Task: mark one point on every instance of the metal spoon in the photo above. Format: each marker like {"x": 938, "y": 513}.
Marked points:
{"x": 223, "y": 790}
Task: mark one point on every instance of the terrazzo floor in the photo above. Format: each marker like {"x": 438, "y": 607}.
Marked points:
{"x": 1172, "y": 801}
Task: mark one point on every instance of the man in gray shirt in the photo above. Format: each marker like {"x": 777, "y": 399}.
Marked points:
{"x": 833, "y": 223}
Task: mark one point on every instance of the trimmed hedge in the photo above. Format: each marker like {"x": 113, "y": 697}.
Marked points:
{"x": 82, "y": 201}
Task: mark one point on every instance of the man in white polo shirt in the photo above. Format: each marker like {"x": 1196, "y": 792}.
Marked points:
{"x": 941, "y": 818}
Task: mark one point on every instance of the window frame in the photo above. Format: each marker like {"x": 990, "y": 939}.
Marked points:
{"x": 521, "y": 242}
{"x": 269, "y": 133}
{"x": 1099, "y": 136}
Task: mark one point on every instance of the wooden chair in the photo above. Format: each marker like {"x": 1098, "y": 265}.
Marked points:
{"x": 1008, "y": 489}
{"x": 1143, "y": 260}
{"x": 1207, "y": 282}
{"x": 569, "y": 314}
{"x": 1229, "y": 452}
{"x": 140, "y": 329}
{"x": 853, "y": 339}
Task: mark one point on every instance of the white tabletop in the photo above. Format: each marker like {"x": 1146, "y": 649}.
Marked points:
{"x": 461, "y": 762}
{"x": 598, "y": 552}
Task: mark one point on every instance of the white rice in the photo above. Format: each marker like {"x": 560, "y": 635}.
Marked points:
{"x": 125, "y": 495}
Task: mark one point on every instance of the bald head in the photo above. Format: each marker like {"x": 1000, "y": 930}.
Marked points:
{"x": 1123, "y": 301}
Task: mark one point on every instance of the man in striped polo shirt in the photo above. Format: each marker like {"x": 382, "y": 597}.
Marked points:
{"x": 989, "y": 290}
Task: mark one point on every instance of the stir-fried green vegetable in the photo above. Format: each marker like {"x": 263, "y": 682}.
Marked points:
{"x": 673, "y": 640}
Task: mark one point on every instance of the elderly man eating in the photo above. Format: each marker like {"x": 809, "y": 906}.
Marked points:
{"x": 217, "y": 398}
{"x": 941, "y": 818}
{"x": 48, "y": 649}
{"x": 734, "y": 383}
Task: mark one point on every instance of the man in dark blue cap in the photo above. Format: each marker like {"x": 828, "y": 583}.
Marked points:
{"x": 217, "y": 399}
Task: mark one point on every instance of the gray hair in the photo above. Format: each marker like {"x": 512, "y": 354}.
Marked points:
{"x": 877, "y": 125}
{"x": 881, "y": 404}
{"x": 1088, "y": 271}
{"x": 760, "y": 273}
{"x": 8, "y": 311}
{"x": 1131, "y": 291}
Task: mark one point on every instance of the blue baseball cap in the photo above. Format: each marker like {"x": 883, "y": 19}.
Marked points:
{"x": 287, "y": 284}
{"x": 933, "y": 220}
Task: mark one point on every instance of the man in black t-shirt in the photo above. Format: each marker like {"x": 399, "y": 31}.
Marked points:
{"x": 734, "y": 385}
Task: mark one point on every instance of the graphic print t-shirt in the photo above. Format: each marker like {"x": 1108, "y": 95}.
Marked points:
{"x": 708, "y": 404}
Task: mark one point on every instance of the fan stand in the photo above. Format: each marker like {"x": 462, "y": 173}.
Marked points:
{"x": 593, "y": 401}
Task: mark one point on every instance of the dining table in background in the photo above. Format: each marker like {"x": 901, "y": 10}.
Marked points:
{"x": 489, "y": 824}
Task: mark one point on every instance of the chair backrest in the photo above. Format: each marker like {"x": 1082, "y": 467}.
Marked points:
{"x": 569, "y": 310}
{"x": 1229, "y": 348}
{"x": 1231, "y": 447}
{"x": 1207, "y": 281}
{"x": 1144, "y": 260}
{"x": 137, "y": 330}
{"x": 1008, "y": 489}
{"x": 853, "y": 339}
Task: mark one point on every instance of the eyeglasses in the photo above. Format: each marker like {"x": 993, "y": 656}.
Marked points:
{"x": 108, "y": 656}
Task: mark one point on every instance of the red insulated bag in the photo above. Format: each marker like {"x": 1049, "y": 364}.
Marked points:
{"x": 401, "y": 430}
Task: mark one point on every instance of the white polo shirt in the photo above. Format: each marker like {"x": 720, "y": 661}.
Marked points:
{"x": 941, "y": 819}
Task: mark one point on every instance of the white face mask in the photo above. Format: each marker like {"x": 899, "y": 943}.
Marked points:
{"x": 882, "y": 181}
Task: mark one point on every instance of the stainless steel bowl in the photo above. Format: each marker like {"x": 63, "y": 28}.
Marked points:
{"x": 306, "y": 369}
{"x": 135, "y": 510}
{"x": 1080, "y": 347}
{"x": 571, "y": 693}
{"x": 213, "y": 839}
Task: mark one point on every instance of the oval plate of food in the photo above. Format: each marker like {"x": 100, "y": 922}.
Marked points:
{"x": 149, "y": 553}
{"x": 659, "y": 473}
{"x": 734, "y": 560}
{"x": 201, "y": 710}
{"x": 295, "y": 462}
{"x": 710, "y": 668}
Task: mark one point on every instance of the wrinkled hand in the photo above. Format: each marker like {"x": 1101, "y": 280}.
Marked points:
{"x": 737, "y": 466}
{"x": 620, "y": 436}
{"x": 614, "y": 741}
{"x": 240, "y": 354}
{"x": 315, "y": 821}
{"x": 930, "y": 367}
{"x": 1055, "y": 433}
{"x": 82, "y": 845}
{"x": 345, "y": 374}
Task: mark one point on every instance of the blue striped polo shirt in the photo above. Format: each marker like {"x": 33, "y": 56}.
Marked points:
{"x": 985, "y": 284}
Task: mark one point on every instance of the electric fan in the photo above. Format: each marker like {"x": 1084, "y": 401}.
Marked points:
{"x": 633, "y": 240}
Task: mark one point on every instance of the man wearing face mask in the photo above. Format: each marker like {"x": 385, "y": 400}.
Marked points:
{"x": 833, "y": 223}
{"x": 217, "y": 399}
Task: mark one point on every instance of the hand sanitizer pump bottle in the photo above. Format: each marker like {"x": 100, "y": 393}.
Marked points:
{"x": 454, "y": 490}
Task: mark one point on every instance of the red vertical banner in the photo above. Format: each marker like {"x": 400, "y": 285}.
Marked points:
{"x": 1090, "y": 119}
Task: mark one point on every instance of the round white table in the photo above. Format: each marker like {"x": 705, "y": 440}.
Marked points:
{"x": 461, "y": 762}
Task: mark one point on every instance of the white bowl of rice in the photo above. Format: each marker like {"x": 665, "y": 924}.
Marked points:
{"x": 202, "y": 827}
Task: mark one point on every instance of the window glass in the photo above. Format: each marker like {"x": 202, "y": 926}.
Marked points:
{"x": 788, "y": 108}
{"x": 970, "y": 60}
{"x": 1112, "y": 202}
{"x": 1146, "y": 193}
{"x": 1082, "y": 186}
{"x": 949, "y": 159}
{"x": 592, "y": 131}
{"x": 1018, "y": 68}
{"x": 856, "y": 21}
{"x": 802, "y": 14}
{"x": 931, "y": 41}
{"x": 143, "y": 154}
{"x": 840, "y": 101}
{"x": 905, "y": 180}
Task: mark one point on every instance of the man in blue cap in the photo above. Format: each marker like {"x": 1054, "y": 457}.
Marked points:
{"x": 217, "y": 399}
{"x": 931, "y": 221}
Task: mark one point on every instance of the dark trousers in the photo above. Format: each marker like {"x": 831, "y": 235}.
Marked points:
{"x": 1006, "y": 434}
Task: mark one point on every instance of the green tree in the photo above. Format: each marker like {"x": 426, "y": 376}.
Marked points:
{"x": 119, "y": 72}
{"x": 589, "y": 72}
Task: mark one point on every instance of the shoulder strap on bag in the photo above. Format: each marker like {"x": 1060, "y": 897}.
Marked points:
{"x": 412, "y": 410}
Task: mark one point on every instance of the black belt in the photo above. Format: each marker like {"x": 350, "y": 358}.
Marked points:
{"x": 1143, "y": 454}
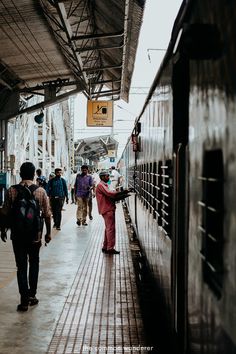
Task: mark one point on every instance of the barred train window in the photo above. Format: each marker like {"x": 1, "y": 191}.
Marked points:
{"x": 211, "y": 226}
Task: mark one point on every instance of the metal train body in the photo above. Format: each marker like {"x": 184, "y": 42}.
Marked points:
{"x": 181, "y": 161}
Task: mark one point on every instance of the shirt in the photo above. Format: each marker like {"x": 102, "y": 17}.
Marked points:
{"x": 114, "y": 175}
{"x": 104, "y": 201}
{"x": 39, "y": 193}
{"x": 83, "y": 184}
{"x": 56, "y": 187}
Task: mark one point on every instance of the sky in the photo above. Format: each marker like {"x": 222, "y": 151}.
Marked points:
○ ○ ○
TASK DETAILS: Convert the section that begins with the line containing "Task: mark one point on every instance of the sky" and continues through the end of the entries into a numbered list, omitting any blank lines.

EXERCISE SOLUTION:
1. Task: mark one point on every instance of the sky in the photo above. Format: each marker like {"x": 222, "y": 151}.
2. Marked points:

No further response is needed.